** begin PASSAGE **

LinuxLists.cc - Re: [PATCH 1/2] mm: page allocator: Adjust the per-cpu counter threshold when memory is low

2010-11-26 16:06:59

Subject: Re: [PATCH 1/2] mm: page allocator: Adjust the per-cpu counter threshold when memory is low

On Wed, Oct 27, 2010 at 09:47:35AM +0100, Mel Gorman wrote:
><snip>
> To ensure that kswapd wakes up, a safe version of zone_watermark_ok()
> is introduced that takes a more accurate reading of NR_FREE_PAGES when
> called from wakeup_kswapd, when deciding whether it is really safe to go
> back to sleep in sleeping_prematurely() and when deciding if a zone is
> really balanced or not in balance_pgdat(). We are still using an expensive
> function but limiting how often it is called.
><snip>
> Reported-by: Shaohua Li <[email protected]>
> Signed-off-by: Mel Gorman <[email protected]>

Hi Mel,

I notice these aren't flagged for stable, should they be? (They fairly
trivially apply and compile on 2.6.36 barring the trace_ points which
changed.) I've got a few bug reports against .36/.37 where kswapd has
been sleeping for 60s+.

I built them some kernels with these patches, but haven't heard back yet
as to whether it fixes things for them.

Thanks for any insight,
Kyle

2010-11-29 09:56:37

by Mel Gorman

[permalink] [raw]

Subject: Re: [PATCH 1/2] mm: page allocator: Adjust the per-cpu counter threshold when memory is low

On Fri, Nov 26, 2010 at 11:06:19AM -0500, Kyle McMartin wrote:
> On Wed, Oct 27, 2010 at 09:47:35AM +0100, Mel Gorman wrote:
> ><snip>
> > To ensure that kswapd wakes up, a safe version of zone_watermark_ok()
> > is introduced that takes a more accurate reading of NR_FREE_PAGES when
> > called from wakeup_kswapd, when deciding whether it is really safe to go
> > back to sleep in sleeping_prematurely() and when deciding if a zone is
> > really balanced or not in balance_pgdat(). We are still using an expensive
> > function but limiting how often it is called.
> ><snip>
> > Reported-by: Shaohua Li <[email protected]>
> > Signed-off-by: Mel Gorman <[email protected]>
>
> Hi Mel,
>
> I notice these aren't flagged for stable, should they be? (They fairly
> trivially apply and compile on 2.6.36 barring the trace_ points which
> changed.)

They were not flagged for stable because they were performance rather than
function bugs that affected a limited number of machines. Should that decision
be revisited?

** end PASSAGE **
** begin EXCERPTED RECORDS **

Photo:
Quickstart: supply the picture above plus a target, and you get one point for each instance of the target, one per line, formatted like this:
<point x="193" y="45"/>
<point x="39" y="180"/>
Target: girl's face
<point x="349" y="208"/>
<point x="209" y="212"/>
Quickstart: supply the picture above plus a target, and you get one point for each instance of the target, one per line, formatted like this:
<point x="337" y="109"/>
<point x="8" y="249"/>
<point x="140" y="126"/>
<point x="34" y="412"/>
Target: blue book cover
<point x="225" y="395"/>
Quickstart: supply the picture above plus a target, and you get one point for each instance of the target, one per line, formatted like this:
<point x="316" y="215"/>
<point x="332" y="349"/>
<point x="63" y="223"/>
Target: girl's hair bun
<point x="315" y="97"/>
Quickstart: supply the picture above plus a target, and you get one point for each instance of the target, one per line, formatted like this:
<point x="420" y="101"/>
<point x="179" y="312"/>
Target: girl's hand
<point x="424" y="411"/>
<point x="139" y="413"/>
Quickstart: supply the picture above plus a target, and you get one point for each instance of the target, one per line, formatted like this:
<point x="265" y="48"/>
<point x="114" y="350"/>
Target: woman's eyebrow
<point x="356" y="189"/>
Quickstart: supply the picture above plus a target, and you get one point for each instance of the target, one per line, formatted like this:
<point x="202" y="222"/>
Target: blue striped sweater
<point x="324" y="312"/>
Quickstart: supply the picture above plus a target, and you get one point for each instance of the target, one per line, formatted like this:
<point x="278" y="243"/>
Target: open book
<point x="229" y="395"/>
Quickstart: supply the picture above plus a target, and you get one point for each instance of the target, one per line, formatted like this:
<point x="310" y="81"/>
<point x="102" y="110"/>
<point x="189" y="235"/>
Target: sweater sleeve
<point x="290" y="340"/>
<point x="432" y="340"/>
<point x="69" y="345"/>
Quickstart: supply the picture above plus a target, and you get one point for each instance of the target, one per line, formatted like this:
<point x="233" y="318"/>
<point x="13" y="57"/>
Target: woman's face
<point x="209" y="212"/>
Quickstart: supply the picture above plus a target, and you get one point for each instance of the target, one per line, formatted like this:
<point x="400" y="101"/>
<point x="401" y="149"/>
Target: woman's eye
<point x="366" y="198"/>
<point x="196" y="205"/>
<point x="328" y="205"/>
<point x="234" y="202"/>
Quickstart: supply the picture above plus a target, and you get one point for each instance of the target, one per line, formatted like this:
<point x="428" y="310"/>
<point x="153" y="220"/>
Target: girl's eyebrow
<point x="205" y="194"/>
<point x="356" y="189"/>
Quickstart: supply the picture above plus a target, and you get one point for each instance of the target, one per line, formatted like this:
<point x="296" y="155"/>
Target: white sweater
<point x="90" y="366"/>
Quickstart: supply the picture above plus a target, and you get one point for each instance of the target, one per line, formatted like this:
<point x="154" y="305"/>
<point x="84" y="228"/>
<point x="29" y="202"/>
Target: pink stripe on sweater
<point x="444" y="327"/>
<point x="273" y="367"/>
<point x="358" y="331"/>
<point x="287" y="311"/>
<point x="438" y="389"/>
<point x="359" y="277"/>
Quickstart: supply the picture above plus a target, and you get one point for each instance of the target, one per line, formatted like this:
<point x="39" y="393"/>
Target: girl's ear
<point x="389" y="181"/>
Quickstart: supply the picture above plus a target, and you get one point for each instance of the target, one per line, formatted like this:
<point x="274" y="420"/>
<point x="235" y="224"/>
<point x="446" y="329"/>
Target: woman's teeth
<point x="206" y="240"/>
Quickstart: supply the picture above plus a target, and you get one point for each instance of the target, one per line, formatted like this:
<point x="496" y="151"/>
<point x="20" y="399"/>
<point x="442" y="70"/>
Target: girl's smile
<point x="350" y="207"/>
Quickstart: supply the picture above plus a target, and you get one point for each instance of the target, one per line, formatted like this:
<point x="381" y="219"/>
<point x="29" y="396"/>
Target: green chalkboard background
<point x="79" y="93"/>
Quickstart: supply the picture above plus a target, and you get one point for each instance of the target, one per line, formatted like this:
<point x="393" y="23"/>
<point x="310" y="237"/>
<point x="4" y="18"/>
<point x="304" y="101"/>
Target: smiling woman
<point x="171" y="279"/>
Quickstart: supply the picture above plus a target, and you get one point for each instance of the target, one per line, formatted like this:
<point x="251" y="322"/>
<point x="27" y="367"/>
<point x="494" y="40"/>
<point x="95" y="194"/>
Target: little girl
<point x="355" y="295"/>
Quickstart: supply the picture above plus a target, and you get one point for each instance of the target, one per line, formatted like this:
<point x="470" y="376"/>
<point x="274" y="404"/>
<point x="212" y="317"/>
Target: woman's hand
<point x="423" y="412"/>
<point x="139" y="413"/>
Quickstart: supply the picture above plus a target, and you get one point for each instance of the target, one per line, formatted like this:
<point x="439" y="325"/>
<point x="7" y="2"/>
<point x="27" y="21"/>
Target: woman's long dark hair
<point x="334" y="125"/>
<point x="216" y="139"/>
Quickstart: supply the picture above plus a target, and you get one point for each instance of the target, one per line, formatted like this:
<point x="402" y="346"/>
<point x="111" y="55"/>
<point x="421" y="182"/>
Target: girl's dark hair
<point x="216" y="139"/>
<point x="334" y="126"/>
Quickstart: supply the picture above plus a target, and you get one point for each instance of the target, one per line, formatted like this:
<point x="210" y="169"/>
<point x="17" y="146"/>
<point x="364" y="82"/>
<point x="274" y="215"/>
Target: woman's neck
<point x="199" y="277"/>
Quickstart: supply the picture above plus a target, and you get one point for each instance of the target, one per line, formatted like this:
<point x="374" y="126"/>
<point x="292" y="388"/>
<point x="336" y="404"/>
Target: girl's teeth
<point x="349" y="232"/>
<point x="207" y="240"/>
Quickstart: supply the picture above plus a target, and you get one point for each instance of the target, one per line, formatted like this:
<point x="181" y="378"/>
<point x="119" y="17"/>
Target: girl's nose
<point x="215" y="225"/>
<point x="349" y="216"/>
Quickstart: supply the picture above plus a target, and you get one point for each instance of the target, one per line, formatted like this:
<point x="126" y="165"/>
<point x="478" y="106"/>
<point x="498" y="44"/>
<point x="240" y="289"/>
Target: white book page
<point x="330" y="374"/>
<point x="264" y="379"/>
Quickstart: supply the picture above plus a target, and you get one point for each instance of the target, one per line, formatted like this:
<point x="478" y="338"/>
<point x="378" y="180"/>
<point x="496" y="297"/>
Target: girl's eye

** end EXCERPTED RECORDS **

# TASK REQUIREMENTS
**1)** Answer these questions about the page allocator patch discussion:
(a) In the bug reports Kyle mentions, how long has kswapd been sleeping?
(b) On which kernel version does Kyle say the patches apply and compile?
(c) Why does Mel say the patches were not flagged for stable?
**2)** Go on with the page allocator patch discussion, starting after its last line.

# OUTPUTS BY TASK
**1)**
(a) 60 seconds or more.
(b) 2.6.36, except for the trace_ points, which changed.
(c) They fixed performance bugs, not function bugs, and those bugs affected only a limited number of machines.

**2)**
> I've got a few bug reports against .36/.37 where kswapd has
> been sleeping for 60s+.
>

I do not believe these patches would affect kswapd sleeping for 60s.

> I built them some kernels with these patches, but haven't heard back yet
> as to whether it fixes things for them.
>
> Thanks for any insight,

Can you point me at a relevant bugzilla entry or forward me the bug report
and I'll take a look?

--
Mel Gorman
Part-time Phd Student Linux Technology Center
University of Limerick IBM Dublin Software Lab

2010-11-29 13:17:09

by Kyle McMartin

[permalink] [raw]

Subject: Re: [PATCH 1/2] mm: page allocator: Adjust the per-cpu counter threshold when memory is low

On Mon, Nov 29, 2010 at 09:56:19AM +0000, Mel Gorman wrote:
> Can you point me at a relevant bugzilla entry or forward me the bug report
> and I'll take a look?
>

https://bugzilla.redhat.com/show_bug.cgi?id=649694

Thanks,
Kyle

2010-11-29 15:08:41

by Mel Gorman

[permalink] [raw]

Subject: Re: [PATCH 1/2] mm: page allocator: Adjust the per-cpu counter threshold when memory is low

On Mon, Nov 29, 2010 at 08:16:26AM -0500, Kyle McMartin wrote:
> On Mon, Nov 29, 2010 at 09:56:19AM +0000, Mel Gorman wrote:
> > Can you point me at a relevant bugzilla entry or forward me the bug report
> > and I'll take a look?
> >
>
> https://bugzilla.redhat.com/show_bug.cgi?id=649694
>

Ouch! I have been unable to create an exact copy of your kernel source as
I'm not running Fedora. From a partial conversion of a source RPM, I saw no
changes related to mm/vmscan.c. Is this accurate? I'm trying to establish
if this is a mainline bug as well.

Second, I see all the stack traces are marked with "?" making them
unreliable. Is that anything to be concerned about?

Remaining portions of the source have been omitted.